### [Stated task]
Copy the lines from the line with "Could you point out where the chrome" to the line with "[527,236,560,279]", substituting "door pull" for "door handle" and changing nothing else.
#### Information shown
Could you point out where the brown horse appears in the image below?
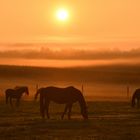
[35,86,88,119]
[131,89,140,107]
[5,87,29,106]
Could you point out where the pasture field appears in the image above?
[0,100,140,140]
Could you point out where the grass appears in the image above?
[0,101,140,140]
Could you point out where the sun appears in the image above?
[56,9,69,21]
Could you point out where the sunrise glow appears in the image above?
[56,9,69,21]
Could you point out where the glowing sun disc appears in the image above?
[56,9,68,21]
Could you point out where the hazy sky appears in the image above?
[0,0,140,43]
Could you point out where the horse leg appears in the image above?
[45,99,50,119]
[61,104,68,120]
[6,94,9,104]
[16,98,20,107]
[137,99,140,108]
[40,95,45,119]
[10,97,13,107]
[68,104,72,120]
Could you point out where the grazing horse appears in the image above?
[5,86,29,106]
[132,89,140,107]
[35,86,88,119]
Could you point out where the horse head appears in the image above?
[24,87,29,95]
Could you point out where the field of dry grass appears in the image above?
[0,101,140,140]
[0,66,140,140]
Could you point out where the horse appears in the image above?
[35,86,88,120]
[5,86,29,106]
[131,89,140,107]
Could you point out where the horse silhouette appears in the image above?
[5,86,29,106]
[35,86,88,119]
[131,89,140,107]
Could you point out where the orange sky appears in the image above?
[0,0,140,43]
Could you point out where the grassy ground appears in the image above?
[0,101,140,140]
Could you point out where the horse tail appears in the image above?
[131,92,136,107]
[5,90,9,104]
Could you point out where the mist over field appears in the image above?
[0,65,140,100]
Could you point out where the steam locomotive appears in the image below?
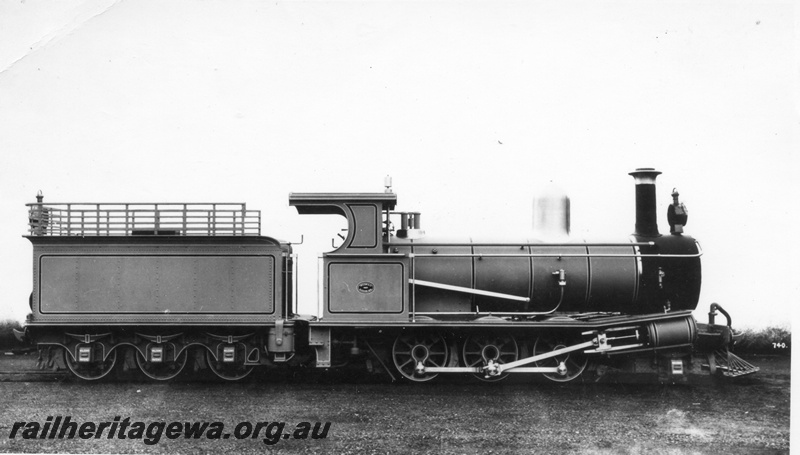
[18,168,758,382]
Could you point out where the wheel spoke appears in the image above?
[392,334,449,382]
[533,336,589,382]
[461,335,518,382]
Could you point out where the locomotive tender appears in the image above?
[18,168,758,382]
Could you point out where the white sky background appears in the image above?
[0,0,800,327]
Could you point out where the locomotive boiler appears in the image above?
[18,168,757,382]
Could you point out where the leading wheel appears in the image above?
[64,344,117,381]
[392,333,449,382]
[136,349,188,381]
[533,336,589,382]
[206,351,253,381]
[461,335,519,382]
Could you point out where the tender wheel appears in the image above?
[136,349,188,381]
[206,351,253,381]
[392,333,449,382]
[533,336,589,382]
[461,335,519,382]
[64,344,117,381]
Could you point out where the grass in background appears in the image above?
[734,327,792,355]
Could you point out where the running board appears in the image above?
[702,349,760,378]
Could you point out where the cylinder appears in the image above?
[647,316,697,349]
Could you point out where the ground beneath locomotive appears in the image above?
[0,357,790,454]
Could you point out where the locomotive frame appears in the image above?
[17,168,758,382]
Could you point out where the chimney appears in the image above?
[629,167,661,237]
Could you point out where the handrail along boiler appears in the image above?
[20,168,758,382]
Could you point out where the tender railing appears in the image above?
[26,203,261,236]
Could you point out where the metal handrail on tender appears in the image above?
[26,202,261,237]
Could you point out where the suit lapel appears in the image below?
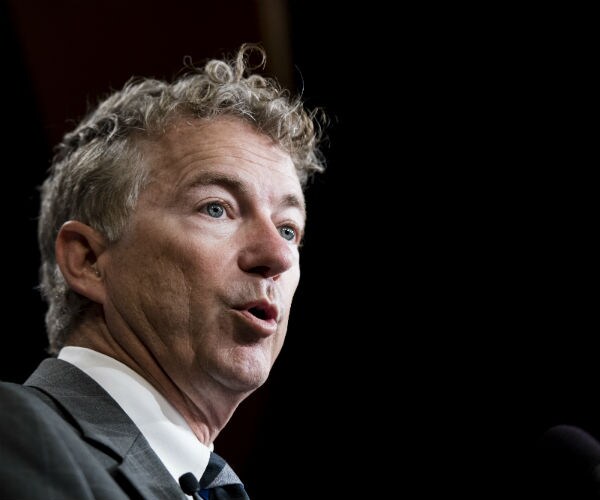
[25,358,187,500]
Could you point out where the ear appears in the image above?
[55,220,107,304]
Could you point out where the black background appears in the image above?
[0,0,600,500]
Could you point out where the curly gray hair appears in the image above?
[38,44,324,354]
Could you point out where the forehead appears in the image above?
[142,117,304,210]
[143,117,301,189]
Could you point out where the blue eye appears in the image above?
[206,203,225,219]
[279,226,296,241]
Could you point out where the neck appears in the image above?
[65,312,249,446]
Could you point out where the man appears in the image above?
[0,46,323,500]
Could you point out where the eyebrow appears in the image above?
[186,172,306,220]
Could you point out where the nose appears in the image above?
[239,219,297,279]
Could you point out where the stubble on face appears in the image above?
[101,119,304,402]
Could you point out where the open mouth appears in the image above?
[248,305,277,321]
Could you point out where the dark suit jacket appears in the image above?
[0,359,189,500]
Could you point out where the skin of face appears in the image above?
[101,117,305,410]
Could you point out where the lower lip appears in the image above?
[235,310,277,337]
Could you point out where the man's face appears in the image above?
[104,118,305,395]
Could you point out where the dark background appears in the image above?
[0,0,600,500]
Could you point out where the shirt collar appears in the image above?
[58,346,213,481]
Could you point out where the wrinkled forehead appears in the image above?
[137,117,304,215]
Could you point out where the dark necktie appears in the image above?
[198,452,250,500]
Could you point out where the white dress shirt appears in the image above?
[58,346,213,482]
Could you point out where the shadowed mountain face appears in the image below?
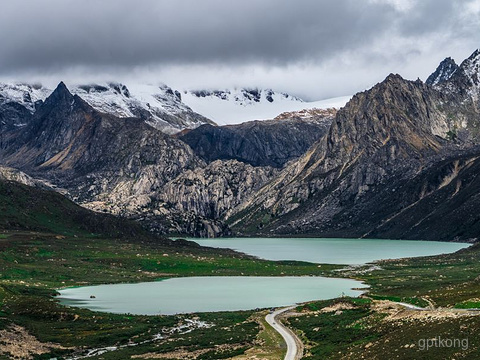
[0,51,480,240]
[229,52,480,239]
[0,83,274,236]
[179,109,336,168]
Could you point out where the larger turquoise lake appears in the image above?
[188,238,470,265]
[58,238,469,315]
[58,276,364,315]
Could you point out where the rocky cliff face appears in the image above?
[0,83,284,236]
[0,82,214,134]
[229,63,476,236]
[179,109,336,168]
[425,57,458,86]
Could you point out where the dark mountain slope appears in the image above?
[229,69,476,238]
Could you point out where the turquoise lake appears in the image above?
[57,238,469,315]
[57,276,365,315]
[187,238,470,265]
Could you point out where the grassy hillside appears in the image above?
[0,180,146,237]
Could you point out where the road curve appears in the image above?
[265,306,302,360]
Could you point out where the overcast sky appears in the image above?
[0,0,480,100]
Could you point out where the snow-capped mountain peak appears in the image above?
[0,82,213,134]
[0,83,52,113]
[425,57,458,86]
[182,88,350,125]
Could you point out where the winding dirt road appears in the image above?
[265,306,303,360]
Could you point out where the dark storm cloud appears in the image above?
[0,0,448,73]
[0,0,480,99]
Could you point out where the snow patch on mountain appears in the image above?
[182,89,351,125]
[0,83,52,113]
[0,82,213,134]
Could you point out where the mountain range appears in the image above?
[0,50,480,240]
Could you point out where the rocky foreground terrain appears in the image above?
[0,50,480,240]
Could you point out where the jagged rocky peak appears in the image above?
[425,57,458,86]
[45,81,74,105]
[460,49,480,87]
[328,74,448,156]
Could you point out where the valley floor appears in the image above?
[0,232,480,360]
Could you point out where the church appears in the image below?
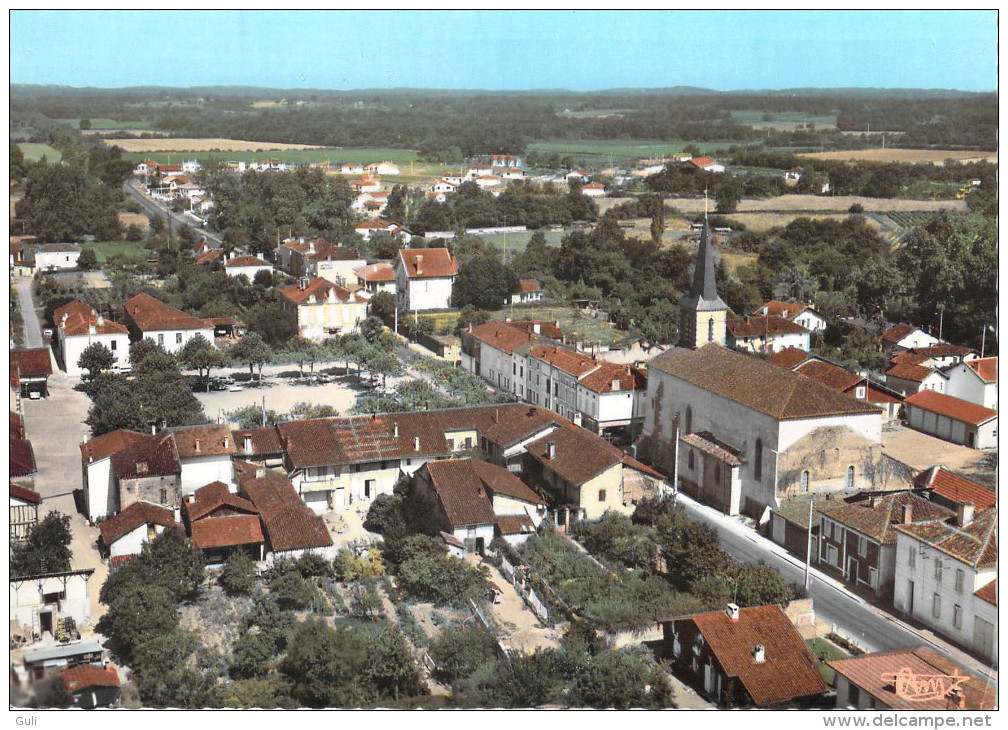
[640,217,895,521]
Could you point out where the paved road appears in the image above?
[14,278,42,348]
[123,180,224,247]
[677,493,997,689]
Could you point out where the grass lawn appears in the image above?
[17,142,62,163]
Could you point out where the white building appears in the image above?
[893,502,998,664]
[942,357,998,410]
[395,248,459,312]
[123,294,214,353]
[52,300,130,377]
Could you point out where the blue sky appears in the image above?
[10,10,998,91]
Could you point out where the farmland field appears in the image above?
[798,148,998,166]
[17,142,62,162]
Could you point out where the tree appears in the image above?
[229,332,273,380]
[77,342,116,380]
[10,512,74,578]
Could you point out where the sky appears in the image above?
[10,10,998,92]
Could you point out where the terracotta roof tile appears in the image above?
[398,248,459,279]
[903,390,998,425]
[98,502,179,545]
[830,646,997,711]
[691,604,827,706]
[649,344,879,420]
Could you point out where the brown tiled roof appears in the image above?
[231,425,283,456]
[525,427,623,486]
[112,432,181,479]
[830,646,997,712]
[820,492,953,543]
[691,604,827,706]
[725,316,808,338]
[354,263,395,281]
[973,579,998,606]
[895,507,998,570]
[469,322,535,355]
[966,357,998,383]
[80,429,146,464]
[399,248,459,279]
[123,294,214,332]
[98,502,178,545]
[10,347,52,377]
[649,344,879,420]
[472,461,546,504]
[183,482,258,522]
[767,347,808,370]
[10,482,42,504]
[280,277,350,305]
[59,664,119,692]
[190,514,265,550]
[422,459,494,528]
[794,360,865,393]
[171,423,236,459]
[578,362,647,393]
[913,466,998,509]
[680,431,742,467]
[903,390,998,425]
[10,436,35,477]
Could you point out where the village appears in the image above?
[8,7,999,718]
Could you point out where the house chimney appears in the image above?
[956,501,976,527]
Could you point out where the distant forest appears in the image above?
[10,86,998,159]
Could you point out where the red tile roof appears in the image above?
[830,646,997,712]
[966,357,998,383]
[973,579,998,606]
[10,482,42,504]
[80,429,146,463]
[767,347,808,370]
[190,514,265,550]
[649,344,879,420]
[399,248,459,279]
[421,459,494,529]
[726,316,808,338]
[903,390,998,425]
[691,604,827,706]
[280,277,350,305]
[98,502,179,545]
[123,294,214,333]
[59,664,119,692]
[10,347,52,377]
[913,466,998,509]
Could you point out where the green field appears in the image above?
[17,142,62,162]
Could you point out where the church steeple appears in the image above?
[678,212,728,348]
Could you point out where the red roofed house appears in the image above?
[280,278,368,340]
[10,482,42,540]
[98,501,180,558]
[893,501,998,665]
[830,646,997,713]
[123,294,214,353]
[941,357,998,410]
[52,300,130,377]
[59,664,122,710]
[660,603,829,709]
[903,390,998,449]
[395,248,459,312]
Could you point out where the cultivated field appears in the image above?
[798,148,998,166]
[103,137,322,152]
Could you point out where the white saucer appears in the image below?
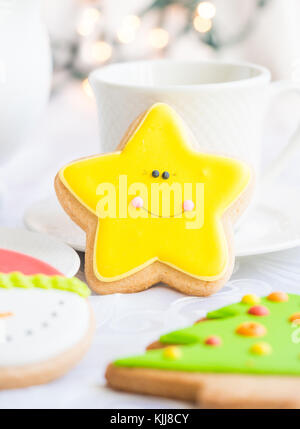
[24,187,300,256]
[0,227,80,277]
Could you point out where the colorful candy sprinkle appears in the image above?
[242,293,260,305]
[163,346,182,360]
[248,305,270,316]
[289,313,300,325]
[268,292,289,302]
[250,343,272,356]
[236,322,267,337]
[205,335,222,346]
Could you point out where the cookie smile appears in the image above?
[131,197,195,219]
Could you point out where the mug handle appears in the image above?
[261,81,300,190]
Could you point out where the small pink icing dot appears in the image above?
[205,336,222,346]
[131,197,144,209]
[183,200,195,212]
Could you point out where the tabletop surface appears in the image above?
[0,83,300,409]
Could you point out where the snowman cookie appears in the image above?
[0,273,94,389]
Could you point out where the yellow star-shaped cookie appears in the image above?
[56,103,251,295]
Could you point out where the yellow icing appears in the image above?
[60,104,251,282]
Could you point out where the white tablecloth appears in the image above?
[0,84,300,408]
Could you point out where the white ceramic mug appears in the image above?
[90,60,300,189]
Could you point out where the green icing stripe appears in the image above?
[115,294,300,376]
[0,272,91,298]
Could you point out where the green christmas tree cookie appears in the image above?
[114,292,300,375]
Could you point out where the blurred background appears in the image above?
[44,0,300,90]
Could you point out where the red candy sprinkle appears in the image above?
[248,305,270,316]
[205,336,222,346]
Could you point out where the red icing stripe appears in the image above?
[0,249,62,276]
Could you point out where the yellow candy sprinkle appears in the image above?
[242,293,260,305]
[250,343,272,356]
[163,346,181,360]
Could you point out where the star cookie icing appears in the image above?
[55,103,252,295]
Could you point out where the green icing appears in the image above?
[115,295,300,375]
[0,272,91,298]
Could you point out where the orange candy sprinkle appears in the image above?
[242,293,260,305]
[236,322,267,337]
[163,346,182,360]
[205,336,222,346]
[289,313,300,325]
[268,292,289,302]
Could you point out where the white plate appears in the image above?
[24,187,300,256]
[0,227,80,277]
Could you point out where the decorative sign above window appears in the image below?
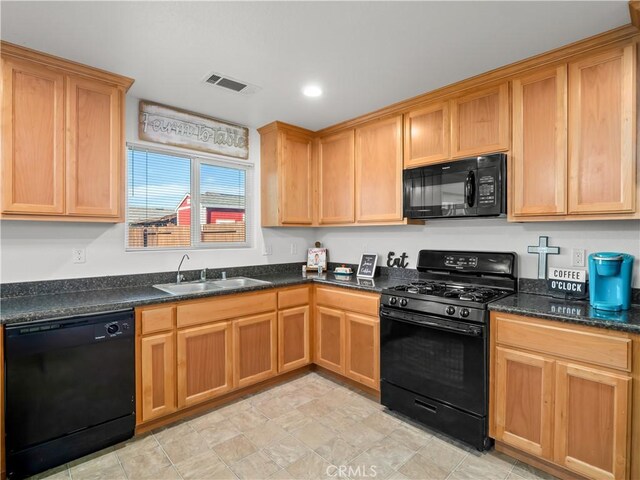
[138,100,249,160]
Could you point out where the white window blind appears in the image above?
[126,146,253,250]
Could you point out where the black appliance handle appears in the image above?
[380,310,483,337]
[464,170,476,207]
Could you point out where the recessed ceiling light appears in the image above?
[302,85,322,97]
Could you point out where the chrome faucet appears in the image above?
[176,253,191,283]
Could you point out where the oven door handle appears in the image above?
[464,170,476,207]
[382,313,483,337]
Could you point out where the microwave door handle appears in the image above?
[464,170,476,207]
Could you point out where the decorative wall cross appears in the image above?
[527,236,560,279]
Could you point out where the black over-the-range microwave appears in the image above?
[403,153,507,218]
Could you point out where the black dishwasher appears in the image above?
[5,310,135,478]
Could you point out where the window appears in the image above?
[126,146,253,250]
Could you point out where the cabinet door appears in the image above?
[280,132,313,225]
[355,116,402,223]
[318,130,355,224]
[511,65,567,216]
[66,76,124,217]
[494,347,554,460]
[178,322,233,408]
[315,307,345,374]
[345,313,380,390]
[140,332,176,422]
[569,45,636,213]
[555,362,631,479]
[404,102,450,168]
[2,55,64,215]
[278,305,311,372]
[451,83,509,157]
[233,313,278,387]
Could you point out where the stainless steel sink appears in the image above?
[210,277,271,288]
[154,277,271,295]
[154,282,222,295]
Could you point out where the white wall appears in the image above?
[322,219,640,288]
[0,97,317,283]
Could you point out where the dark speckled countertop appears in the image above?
[0,273,406,324]
[489,293,640,333]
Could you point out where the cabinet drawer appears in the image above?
[316,287,380,317]
[278,287,309,309]
[495,314,631,371]
[140,306,175,335]
[177,291,277,328]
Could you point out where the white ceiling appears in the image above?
[0,0,629,130]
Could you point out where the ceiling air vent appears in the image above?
[205,73,260,95]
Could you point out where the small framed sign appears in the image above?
[547,267,588,298]
[357,253,378,278]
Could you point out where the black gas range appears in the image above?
[380,250,517,450]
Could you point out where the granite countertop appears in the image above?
[489,293,640,334]
[0,273,406,324]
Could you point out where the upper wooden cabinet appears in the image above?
[404,102,451,168]
[1,42,133,222]
[258,122,315,227]
[318,130,356,224]
[510,65,567,216]
[451,82,510,158]
[569,44,636,214]
[355,115,402,223]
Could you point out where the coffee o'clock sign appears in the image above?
[138,100,249,160]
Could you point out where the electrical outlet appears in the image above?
[571,248,586,267]
[71,248,87,263]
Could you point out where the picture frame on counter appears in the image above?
[356,253,378,278]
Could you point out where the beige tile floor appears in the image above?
[34,373,553,480]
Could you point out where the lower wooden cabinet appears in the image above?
[140,332,176,422]
[345,313,380,390]
[314,306,345,374]
[233,313,278,387]
[177,322,233,408]
[490,312,640,480]
[554,362,631,479]
[278,305,311,373]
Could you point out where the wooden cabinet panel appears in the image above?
[451,83,509,157]
[140,306,176,335]
[280,132,313,225]
[177,291,277,328]
[66,76,124,217]
[314,306,345,374]
[233,313,278,387]
[494,313,632,371]
[318,130,355,224]
[495,347,554,459]
[345,313,380,390]
[2,58,65,214]
[140,332,176,422]
[404,102,450,168]
[177,322,233,408]
[555,362,631,479]
[278,305,311,373]
[511,65,567,216]
[355,116,402,223]
[569,44,636,214]
[316,287,380,316]
[278,286,311,308]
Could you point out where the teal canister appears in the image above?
[589,252,634,312]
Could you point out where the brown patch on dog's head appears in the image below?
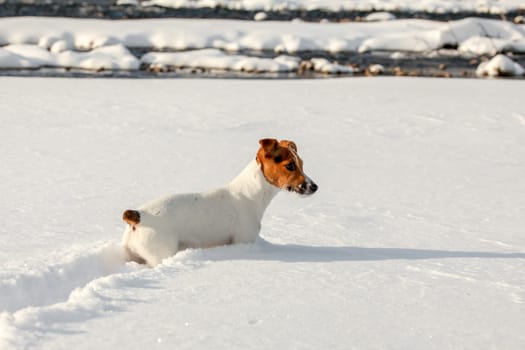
[256,139,317,194]
[122,209,140,231]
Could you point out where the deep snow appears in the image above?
[0,17,525,74]
[0,78,525,350]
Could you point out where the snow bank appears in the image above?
[0,42,139,71]
[142,0,525,14]
[141,49,299,73]
[0,18,525,70]
[0,77,525,350]
[476,54,525,77]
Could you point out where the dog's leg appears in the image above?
[125,247,147,265]
[122,209,140,231]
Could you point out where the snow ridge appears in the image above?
[0,243,137,349]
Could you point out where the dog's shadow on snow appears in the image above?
[191,239,525,262]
########
### [Exercise output]
Could you point out where the chrome faucet appears in the image above?
[176,253,191,283]
Could you point out where the oven door pull appears in the image above?
[464,170,476,207]
[382,313,483,337]
Could you point out where the microwave door pull appears in the image above?
[464,170,476,207]
Could you point out where the decorative wall cross appears in the image above?
[527,236,560,279]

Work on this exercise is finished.